» ESERCIZIO 1:
Secondo l'estratto della pagina, in quale anno la famiglia italiana riesce a fuggire dall'Istria?
» ESERCIZIO 2:
Restituisca, senza alcuna modifica, il passo dell'estratto della pagina che inizia con "Cartolina di Umago" e termina con "raccontare.".

» ESTRATTO DELLA PAGINA:
▼▼▼

Scansando le spie di Tito una famiglia italiana numerosa riesce a scappare
dall’Istria con vari stratagemmi nel 1961. Profughi a Trieste, scoprono che sui
documenti slavi hanno vari tipi di grafia per lo stesso cognome slavizzato in
malo modo. Così oltre ad aver perso la propria terra, la casa e gli affetti a
loro è capitato di subire il dispregio della propria identità, con
complicazioni burocratiche inaudite nei successivi decenni, trascorsi come
“ospiti in patria”.
Cartolina di Umago
Ecco la vicenda della famiglia Serli. Me l’ha riferita il signor Flavio
Serli, da dietro un banchetto di bevande alcoliche proposte al pubblico con
offerta per motivi di beneficenza, durante le Borgate in festa di Sappada, in
provincia di Belluno. È stata l’etichetta della bottiglietta a colpire la mia
attenzione: “Grappa istriana”. Poi, ho provato a chiedere ed egli ha iniziato a
raccontare.

▲▲▲

Voci salvate:
▼▼▼

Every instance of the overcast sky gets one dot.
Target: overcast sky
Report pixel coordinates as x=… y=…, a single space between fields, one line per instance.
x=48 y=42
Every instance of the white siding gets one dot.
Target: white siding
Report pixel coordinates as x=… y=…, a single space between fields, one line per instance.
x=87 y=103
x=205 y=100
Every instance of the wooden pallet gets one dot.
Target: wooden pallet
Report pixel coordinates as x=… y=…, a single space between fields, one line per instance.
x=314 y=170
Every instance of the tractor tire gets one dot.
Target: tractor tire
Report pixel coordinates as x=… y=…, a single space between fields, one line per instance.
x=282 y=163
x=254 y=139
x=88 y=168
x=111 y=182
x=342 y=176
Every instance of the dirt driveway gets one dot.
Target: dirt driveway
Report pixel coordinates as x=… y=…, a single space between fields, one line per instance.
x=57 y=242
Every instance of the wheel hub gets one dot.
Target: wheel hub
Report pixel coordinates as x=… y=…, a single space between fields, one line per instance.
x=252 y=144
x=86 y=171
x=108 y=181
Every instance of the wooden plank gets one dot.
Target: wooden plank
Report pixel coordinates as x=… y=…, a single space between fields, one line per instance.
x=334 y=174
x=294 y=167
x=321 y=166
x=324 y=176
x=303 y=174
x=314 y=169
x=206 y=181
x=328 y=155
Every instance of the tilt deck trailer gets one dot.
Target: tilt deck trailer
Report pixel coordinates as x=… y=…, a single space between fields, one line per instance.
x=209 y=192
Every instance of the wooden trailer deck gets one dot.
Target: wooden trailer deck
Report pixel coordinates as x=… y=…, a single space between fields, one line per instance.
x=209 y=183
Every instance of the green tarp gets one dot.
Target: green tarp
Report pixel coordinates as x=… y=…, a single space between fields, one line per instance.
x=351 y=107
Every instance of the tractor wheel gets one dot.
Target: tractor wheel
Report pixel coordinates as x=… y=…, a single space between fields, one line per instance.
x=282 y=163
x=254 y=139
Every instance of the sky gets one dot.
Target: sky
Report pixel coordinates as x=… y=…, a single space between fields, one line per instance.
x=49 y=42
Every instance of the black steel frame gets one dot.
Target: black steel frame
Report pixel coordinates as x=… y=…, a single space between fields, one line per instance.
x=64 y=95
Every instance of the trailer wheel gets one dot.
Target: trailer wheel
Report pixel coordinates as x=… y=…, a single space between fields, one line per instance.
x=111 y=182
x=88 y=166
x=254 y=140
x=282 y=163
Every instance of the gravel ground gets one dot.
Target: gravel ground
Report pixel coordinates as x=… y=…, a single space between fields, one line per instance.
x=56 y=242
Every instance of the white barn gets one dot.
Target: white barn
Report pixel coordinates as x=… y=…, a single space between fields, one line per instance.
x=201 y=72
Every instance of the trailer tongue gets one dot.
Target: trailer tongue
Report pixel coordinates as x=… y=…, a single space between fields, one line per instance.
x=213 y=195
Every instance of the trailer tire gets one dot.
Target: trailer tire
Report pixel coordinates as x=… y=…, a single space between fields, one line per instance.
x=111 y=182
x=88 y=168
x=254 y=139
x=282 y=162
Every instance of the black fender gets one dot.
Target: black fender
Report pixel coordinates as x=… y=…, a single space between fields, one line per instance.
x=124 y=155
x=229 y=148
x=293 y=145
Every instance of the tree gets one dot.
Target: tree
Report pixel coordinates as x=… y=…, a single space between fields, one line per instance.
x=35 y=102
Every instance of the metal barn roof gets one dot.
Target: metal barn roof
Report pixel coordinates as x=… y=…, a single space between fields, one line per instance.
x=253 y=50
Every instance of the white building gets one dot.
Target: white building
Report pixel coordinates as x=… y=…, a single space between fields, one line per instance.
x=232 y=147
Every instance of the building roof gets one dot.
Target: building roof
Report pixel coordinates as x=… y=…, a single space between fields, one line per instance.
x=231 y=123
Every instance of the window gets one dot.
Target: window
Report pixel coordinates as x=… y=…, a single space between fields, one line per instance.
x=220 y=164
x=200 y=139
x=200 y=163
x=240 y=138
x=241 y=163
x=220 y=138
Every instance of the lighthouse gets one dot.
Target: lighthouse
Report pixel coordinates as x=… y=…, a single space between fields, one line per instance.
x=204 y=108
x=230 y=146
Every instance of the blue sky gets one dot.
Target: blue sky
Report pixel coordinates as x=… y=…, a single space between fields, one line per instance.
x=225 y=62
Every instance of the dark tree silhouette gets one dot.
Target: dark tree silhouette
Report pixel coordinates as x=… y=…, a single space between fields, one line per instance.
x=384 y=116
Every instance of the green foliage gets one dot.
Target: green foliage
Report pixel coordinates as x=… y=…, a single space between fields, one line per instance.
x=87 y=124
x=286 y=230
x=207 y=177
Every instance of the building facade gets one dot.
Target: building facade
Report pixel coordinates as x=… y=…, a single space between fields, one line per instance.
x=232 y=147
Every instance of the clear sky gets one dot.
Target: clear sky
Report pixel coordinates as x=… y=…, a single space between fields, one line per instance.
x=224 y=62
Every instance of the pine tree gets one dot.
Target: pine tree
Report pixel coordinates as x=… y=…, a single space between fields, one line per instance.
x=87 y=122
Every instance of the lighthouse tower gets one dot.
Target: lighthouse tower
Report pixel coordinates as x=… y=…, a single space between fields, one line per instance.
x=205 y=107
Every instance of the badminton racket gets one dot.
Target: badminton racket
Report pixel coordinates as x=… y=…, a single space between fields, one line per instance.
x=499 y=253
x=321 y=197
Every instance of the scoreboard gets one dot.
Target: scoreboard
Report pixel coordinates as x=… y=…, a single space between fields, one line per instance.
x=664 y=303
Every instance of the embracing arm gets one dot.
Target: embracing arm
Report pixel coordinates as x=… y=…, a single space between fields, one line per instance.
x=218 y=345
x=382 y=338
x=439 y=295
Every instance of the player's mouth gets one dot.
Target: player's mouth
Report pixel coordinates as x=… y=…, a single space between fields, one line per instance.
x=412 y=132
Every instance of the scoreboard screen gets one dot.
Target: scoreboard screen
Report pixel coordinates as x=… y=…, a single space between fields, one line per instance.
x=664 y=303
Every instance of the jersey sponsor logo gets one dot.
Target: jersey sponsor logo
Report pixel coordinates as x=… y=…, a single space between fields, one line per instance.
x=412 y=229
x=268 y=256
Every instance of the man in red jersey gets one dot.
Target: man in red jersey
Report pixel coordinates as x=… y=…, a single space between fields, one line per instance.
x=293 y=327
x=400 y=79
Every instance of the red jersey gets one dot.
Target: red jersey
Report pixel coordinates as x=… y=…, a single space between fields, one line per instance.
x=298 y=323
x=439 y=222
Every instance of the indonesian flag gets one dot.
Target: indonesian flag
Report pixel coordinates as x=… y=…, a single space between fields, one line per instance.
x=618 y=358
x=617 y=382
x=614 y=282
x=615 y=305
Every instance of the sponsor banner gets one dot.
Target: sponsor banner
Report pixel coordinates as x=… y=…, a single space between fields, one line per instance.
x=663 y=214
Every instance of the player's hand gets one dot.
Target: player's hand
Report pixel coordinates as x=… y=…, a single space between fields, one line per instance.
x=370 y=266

▲▲▲

» RISPOSTA CORRETTA 1:
Nel 1961.

» RISPOSTA CORRETTA 2:
Cartolina di Umago
Ecco la vicenda della famiglia Serli. Me l’ha riferita il signor Flavio
Serli, da dietro un banchetto di bevande alcoliche proposte al pubblico con
offerta per motivi di beneficenza, durante le Borgate in festa di Sappada, in
provincia di Belluno. È stata l’etichetta della bottiglietta a colpire la mia
attenzione: “Grappa istriana”. Poi, ho provato a chiedere ed egli ha iniziato a
raccontare.